------ Record list ------

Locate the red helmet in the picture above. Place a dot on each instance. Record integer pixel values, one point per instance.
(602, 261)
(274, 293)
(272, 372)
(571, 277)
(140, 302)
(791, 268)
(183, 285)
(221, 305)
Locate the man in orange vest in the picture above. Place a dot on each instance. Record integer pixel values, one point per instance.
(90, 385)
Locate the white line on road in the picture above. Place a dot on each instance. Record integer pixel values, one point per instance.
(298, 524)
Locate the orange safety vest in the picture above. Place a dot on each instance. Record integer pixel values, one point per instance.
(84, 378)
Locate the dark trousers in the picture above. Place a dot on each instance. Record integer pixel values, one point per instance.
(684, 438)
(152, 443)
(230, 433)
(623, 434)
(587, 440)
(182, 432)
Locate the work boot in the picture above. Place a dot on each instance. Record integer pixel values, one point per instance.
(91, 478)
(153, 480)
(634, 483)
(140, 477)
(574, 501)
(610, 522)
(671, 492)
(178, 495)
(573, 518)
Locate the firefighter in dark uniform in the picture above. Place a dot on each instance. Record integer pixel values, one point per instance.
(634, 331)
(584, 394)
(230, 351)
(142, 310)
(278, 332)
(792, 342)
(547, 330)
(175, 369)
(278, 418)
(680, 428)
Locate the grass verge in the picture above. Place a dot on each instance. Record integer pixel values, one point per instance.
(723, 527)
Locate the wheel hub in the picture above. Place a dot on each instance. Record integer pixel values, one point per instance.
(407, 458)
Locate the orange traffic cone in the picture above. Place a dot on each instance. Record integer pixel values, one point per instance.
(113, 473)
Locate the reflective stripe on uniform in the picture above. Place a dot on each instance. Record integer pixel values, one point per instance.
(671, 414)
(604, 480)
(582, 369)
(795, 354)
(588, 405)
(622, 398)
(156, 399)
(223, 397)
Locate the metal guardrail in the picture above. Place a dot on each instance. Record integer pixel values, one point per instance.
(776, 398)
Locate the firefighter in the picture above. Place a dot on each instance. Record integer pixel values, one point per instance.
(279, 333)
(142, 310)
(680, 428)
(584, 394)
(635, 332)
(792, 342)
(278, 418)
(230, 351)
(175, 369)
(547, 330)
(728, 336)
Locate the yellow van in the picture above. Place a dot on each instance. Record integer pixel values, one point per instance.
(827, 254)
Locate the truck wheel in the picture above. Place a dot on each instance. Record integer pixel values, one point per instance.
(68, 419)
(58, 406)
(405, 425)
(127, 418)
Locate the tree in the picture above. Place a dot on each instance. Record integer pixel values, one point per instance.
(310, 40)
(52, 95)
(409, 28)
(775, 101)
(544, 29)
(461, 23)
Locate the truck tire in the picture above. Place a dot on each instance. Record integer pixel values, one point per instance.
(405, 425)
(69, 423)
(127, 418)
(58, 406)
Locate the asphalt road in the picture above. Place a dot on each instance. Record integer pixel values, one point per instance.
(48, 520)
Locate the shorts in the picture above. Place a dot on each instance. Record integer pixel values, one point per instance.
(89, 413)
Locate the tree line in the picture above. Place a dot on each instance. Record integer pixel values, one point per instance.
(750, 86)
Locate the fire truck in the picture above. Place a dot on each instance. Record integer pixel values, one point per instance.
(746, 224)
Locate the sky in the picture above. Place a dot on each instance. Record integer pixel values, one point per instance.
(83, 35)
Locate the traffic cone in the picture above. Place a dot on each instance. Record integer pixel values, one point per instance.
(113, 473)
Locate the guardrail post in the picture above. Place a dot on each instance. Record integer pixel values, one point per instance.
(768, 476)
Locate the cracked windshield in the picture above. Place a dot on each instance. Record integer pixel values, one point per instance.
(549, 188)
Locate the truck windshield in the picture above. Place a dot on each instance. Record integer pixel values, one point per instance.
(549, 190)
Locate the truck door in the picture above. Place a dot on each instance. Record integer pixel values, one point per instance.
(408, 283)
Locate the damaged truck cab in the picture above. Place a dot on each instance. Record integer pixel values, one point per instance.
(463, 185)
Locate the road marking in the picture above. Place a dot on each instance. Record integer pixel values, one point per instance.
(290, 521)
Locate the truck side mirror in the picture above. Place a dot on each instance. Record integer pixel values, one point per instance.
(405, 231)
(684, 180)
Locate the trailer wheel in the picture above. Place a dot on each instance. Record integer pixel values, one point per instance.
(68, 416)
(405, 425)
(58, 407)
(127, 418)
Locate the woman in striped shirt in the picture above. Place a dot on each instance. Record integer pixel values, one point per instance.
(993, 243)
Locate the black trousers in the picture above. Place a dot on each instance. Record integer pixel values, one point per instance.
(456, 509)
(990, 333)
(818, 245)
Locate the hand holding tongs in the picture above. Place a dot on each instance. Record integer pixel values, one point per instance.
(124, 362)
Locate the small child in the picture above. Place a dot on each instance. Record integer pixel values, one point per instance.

------

> **Short exercise**
What is needed here is an exact reproduction of all the entries.

> **Exercise solution**
Locate the red helmet in the picture above. Place a dot on each instance. Record integer pixel values, one point per instance.
(602, 261)
(274, 293)
(272, 372)
(571, 277)
(140, 302)
(791, 268)
(183, 285)
(221, 305)
Locate the man in orange vest in the picture above. Place a dot on each instance. Record integer pixel values, one point per instance.
(90, 385)
Locate the white line on road in the picture above. Place a dot on each instance. Record integer pixel values, one point per instance.
(298, 524)
Locate the orange safety vest in the picture above. Place a dot on each instance. Record integer pixel values, one point per instance.
(84, 378)
Locate the dark trousers in the picture above. Place a dot on each instance. Record integer pixel values, one point per instance.
(684, 438)
(152, 443)
(230, 433)
(623, 434)
(587, 440)
(182, 432)
Locate the work boot in the picture above. Place a dot on each instance. Record integer pixel values, one point per instance.
(91, 478)
(153, 480)
(634, 483)
(140, 477)
(574, 501)
(610, 522)
(671, 492)
(178, 495)
(573, 518)
Locate the firefighter in dark uniform in the picture above. Place a dot on each instance. Record integer pixel values, one point per instance.
(634, 331)
(584, 394)
(230, 351)
(142, 310)
(278, 332)
(792, 342)
(547, 330)
(175, 369)
(278, 418)
(680, 428)
Locate the grass verge in the picture above. Place a dot on each instance. Record integer pixel values, one point per instance.
(723, 527)
Locate the wheel hub in the picture above. Place a dot on each instance. Record integer pixel values, one point per instance.
(407, 458)
Locate the orange traffic cone in the picture above. Place a dot on each instance. Record integer pixel values, one point per instance.
(113, 473)
Locate the reflective stripe on uniform in the picture above. Place a dot on each instance. Record integer pixel values, one point per instance.
(671, 414)
(604, 480)
(582, 369)
(795, 354)
(588, 405)
(622, 398)
(156, 399)
(223, 397)
Locate the metal guardrail in the picture above. Place a dot on each instance. Record integer pixel values, one point per instance.
(776, 398)
Locate the firefighter in the picture above. Place a dot on each instance. Record integer pixel values, one point per instance.
(279, 333)
(142, 310)
(680, 428)
(584, 394)
(635, 332)
(792, 342)
(278, 418)
(230, 351)
(175, 369)
(547, 330)
(728, 336)
Locate the yellow van in the picture above. Place a dot on each instance. Record integer pixel values, one point per instance.
(827, 254)
Locate the truck wheel in the picture above. Place a dot on each instance. Record integer pixel values, one point per instance.
(68, 419)
(58, 406)
(405, 425)
(127, 418)
Locate the tree in the picture above. Place a dot on each instance. Record integer pixel values, one point per instance.
(310, 40)
(52, 95)
(409, 28)
(775, 101)
(544, 29)
(461, 23)
Locate the truck tire in the picture above. Place a dot on each instance. Record integer pixel values, one point per instance.
(405, 425)
(69, 423)
(127, 418)
(58, 406)
Locate the asphalt road in the picture above. Place a dot on each instance. Record integer pixel values, one point per instance.
(48, 520)
Locate the shorts in the picture above. Place a dot on each instance. Record integer pixel values, one point per instance.
(89, 413)
Locate the tree line in the picture above. Place a dot on each instance. Record integer pixel values, one point per instance.
(750, 86)
Locate the fire truck in the picture above. Place a dot on each instance. Record integer pixel values, one point per instance.
(746, 224)
Locate the sky in the picture above. Place a dot on each instance. Record integer pixel values, one point per instance.
(83, 35)
Locate the traffic cone in the picture above. Place a dot on each instance. Record integer pixel values, one point per instance.
(113, 473)
Locate the guardrail post in the picture above. Place a dot on each instance. Record integer pixel values, one point per instance.
(768, 476)
Locate the cracked windshield in the picture above. Place a dot on each instance. Record integer pixel values, one point per instance.
(549, 188)
Locate the truck windshield in the picture above. Place a dot on each instance. Record integer pixel values, one point per instance.
(549, 190)
Locate the truck door in the picture above. Place a dot on each instance. Record integer pixel values, one point per instance.
(408, 283)
Locate the damaged truck cab in the picture above. Place a dot on each instance. Record integer pixel values, one point per instance.
(463, 185)
Locate the road marking in the picture above. Place a dot on each instance. Record integer pixel values, one point per instance.
(290, 521)
Locate the truck side mirror in the picture above. Place a dot on each instance. Record integer pixel values, one point per instance.
(405, 231)
(684, 180)
Locate the trailer wheel in the picture above. Place a dot on each instance. Record integer pixel values, one point per instance.
(68, 416)
(405, 425)
(58, 407)
(127, 418)
Locate the woman in striped shirt in the picture above. Place a dot on each instance. Record integer pixel values, one point per instance.
(993, 243)
Locate the black trousers in the picture above. Place a dot on each instance. Record integer pixel values, one point per instance.
(456, 509)
(990, 333)
(818, 245)
Locate the hand holding tongs in the picture above. Place a dot on each instance. Record integer pixel values, one point per instance.
(124, 362)
Locate the small child in the picture above. Place a dot on each instance. Record integer pixel values, one point per instance.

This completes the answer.